Part of a data file:
*-*-*
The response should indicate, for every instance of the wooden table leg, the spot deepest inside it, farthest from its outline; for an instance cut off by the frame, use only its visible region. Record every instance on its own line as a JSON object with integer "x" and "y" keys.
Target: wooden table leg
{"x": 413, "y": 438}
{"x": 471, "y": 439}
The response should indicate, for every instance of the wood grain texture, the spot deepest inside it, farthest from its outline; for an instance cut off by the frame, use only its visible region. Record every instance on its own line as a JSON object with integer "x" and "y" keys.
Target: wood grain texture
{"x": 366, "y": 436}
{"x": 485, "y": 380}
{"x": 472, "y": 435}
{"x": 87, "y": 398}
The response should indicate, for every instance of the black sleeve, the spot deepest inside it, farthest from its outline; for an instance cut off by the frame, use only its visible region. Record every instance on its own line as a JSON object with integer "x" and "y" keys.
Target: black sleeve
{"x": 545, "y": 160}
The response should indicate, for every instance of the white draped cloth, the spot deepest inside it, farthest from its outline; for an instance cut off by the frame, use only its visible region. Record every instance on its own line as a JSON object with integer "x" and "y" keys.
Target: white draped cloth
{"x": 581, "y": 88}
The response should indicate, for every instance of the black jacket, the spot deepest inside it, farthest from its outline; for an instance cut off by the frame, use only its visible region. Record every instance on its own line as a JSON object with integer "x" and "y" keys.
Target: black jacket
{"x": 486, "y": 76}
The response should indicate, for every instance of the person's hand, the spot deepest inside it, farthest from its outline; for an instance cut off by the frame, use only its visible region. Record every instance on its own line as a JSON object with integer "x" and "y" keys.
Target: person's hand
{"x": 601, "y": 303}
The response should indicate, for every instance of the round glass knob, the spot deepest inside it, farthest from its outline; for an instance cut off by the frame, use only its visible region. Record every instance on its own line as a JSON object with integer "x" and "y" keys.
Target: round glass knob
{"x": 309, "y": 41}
*-*-*
→ **Problem to work on**
From the records above, extract every entry exactly as given.

→ **Exercise result**
The response should indicate, for every instance of the wooden table leg, the spot deepest inside it, farthest from its outline; for an instance cut off by the frame, use only its visible region. Record every instance on its own line as a JSON object with integer "x" and "y" keys.
Target: wooden table leg
{"x": 413, "y": 438}
{"x": 471, "y": 439}
The response should indicate, for every instance of the wood grain texture, the spot deepest inside it, farthest from its outline; for an instance cut off by the frame, use only its visible region. Record every instance on its own line as a JSON object with integer "x" and "y" keys.
Target: wood grain texture
{"x": 366, "y": 436}
{"x": 485, "y": 380}
{"x": 472, "y": 435}
{"x": 87, "y": 398}
The response should indicate, for every instance of the black sleeve, the spot deepest inside it, farthest from its outline; for an instance cut off by the frame, use only its visible region. Record every instance on its own line as a JSON object with integer "x" and "y" keys.
Target: black sleeve
{"x": 545, "y": 160}
The response should indicate, for every instance of the white draped cloth, the spot deepest inside it, farthest from its outline; for an instance cut off by the frame, use only its visible region. Record every instance on its own line as a JSON object with integer "x" and "y" keys.
Target: white draped cloth
{"x": 581, "y": 88}
The response should indicate, for every instance of the black jacket, the spot deepest inside it, farthest from its outline; for an instance cut off by the frame, use only its visible region. Record every instance on its own line as a JSON object with integer "x" and "y" keys.
Target: black jacket
{"x": 486, "y": 76}
The response should indicate, for every instance of the person's hand, the spot deepest inside it, farthest from its outline; for an instance cut off by the frame, use only its visible region. Record every instance on its own line as a JSON object with integer "x" and "y" keys.
Target: person's hand
{"x": 601, "y": 303}
The response should indicate, for every instance of the round glass knob, the spot deepest inside it, farthest from its outline; for an instance cut off by the frame, use only its visible region. Record every instance on its own line as a JSON object with integer "x" and "y" keys.
Target: round glass knob
{"x": 309, "y": 41}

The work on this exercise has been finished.